Collected data entries
╔══

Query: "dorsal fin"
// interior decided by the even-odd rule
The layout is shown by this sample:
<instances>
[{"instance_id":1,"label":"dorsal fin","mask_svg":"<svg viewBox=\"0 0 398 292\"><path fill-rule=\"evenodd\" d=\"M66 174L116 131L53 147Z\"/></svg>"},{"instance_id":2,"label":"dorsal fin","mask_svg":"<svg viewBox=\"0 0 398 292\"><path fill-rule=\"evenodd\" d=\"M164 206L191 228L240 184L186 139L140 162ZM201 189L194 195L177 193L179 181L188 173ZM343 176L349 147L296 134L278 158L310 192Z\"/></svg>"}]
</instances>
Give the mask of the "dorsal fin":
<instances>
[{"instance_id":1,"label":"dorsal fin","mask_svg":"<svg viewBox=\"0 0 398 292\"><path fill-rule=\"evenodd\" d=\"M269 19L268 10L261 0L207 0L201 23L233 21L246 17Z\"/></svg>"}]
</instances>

╚══

- _OBJECTIVE_
Write out every line of the entries above without changing anything.

- _WRITTEN RESPONSE_
Query: "dorsal fin"
// interior decided by the even-odd rule
The layout is shown by this sample:
<instances>
[{"instance_id":1,"label":"dorsal fin","mask_svg":"<svg viewBox=\"0 0 398 292\"><path fill-rule=\"evenodd\" d=\"M66 174L116 131L53 147Z\"/></svg>"},{"instance_id":2,"label":"dorsal fin","mask_svg":"<svg viewBox=\"0 0 398 292\"><path fill-rule=\"evenodd\" d=\"M164 206L191 228L240 184L186 139L140 162ZM201 189L194 195L177 193L179 181L188 173ZM343 176L349 147L296 134L278 158L310 192Z\"/></svg>"}]
</instances>
Give the mask of the "dorsal fin":
<instances>
[{"instance_id":1,"label":"dorsal fin","mask_svg":"<svg viewBox=\"0 0 398 292\"><path fill-rule=\"evenodd\" d=\"M269 19L268 10L261 0L207 0L201 23L233 21L246 17Z\"/></svg>"}]
</instances>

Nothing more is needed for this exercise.